Once you reach the line containing "Query: sleeveless dress" in the entries below, write out that line and each one after it down to the line containing "Annotate the white", exactly and with nothing added.
Exercise inputs: Begin
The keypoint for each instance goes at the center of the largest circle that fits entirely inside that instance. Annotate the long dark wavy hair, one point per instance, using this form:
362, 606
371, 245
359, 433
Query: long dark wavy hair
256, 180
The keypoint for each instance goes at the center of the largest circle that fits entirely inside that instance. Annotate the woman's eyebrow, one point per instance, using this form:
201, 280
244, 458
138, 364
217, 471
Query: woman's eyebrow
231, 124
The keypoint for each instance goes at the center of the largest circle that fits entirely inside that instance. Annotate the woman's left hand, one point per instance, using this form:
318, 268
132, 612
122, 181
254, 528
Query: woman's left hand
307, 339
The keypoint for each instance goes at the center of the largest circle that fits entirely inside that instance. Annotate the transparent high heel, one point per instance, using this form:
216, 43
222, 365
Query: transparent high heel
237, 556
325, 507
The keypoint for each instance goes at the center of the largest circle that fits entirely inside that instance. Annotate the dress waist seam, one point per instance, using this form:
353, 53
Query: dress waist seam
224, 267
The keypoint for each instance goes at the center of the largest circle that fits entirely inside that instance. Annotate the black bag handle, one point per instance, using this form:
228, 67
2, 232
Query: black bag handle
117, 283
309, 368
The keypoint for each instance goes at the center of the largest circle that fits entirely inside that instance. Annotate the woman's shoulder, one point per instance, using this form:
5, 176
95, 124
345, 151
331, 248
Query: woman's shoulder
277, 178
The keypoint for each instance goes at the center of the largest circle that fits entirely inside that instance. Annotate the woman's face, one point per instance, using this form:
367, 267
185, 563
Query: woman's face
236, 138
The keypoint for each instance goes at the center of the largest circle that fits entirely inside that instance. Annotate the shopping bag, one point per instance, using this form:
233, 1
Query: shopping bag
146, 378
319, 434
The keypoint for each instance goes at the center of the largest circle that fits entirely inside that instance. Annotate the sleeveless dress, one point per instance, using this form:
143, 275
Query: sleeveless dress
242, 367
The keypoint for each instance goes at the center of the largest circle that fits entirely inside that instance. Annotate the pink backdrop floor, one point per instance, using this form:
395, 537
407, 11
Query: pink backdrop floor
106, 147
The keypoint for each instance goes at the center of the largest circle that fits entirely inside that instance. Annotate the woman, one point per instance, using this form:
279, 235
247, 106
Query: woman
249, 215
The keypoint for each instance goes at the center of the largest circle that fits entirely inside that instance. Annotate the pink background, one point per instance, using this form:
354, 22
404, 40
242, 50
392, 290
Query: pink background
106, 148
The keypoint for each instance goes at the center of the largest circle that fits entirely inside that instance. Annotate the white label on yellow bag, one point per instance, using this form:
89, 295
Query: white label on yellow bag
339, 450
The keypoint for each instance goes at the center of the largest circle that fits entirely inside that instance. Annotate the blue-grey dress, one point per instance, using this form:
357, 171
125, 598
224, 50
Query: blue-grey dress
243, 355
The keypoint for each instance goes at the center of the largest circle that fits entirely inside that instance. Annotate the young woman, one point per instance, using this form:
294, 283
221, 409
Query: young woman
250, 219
Exercise inputs: End
▶ Solution to the problem
Query: sleeveless dress
242, 367
The keypoint for each instance goes at the center of the largest circle that fits entirely inside that instance. Annotate the pink backdrop floor, one point per instance, using this form:
395, 537
407, 11
Query: pink backdrop floor
106, 147
The keypoint for each instance goes at the center of the largest circle that fits entirely inside that instance. Annotate the woman, one point per instance, using this form:
279, 235
247, 106
Query: woman
249, 215
The keypoint for each instance goes at the center of the largest circle that fits entirely inside that instance. Annotate the pink background, one point per instance, using this form:
354, 22
404, 40
242, 50
392, 290
Query: pink background
106, 148
The keypoint for each instance goes at the center of the largest circle that fits entirely inside that instance. Annotate the white label on yellow bag, one point per instance, using this form:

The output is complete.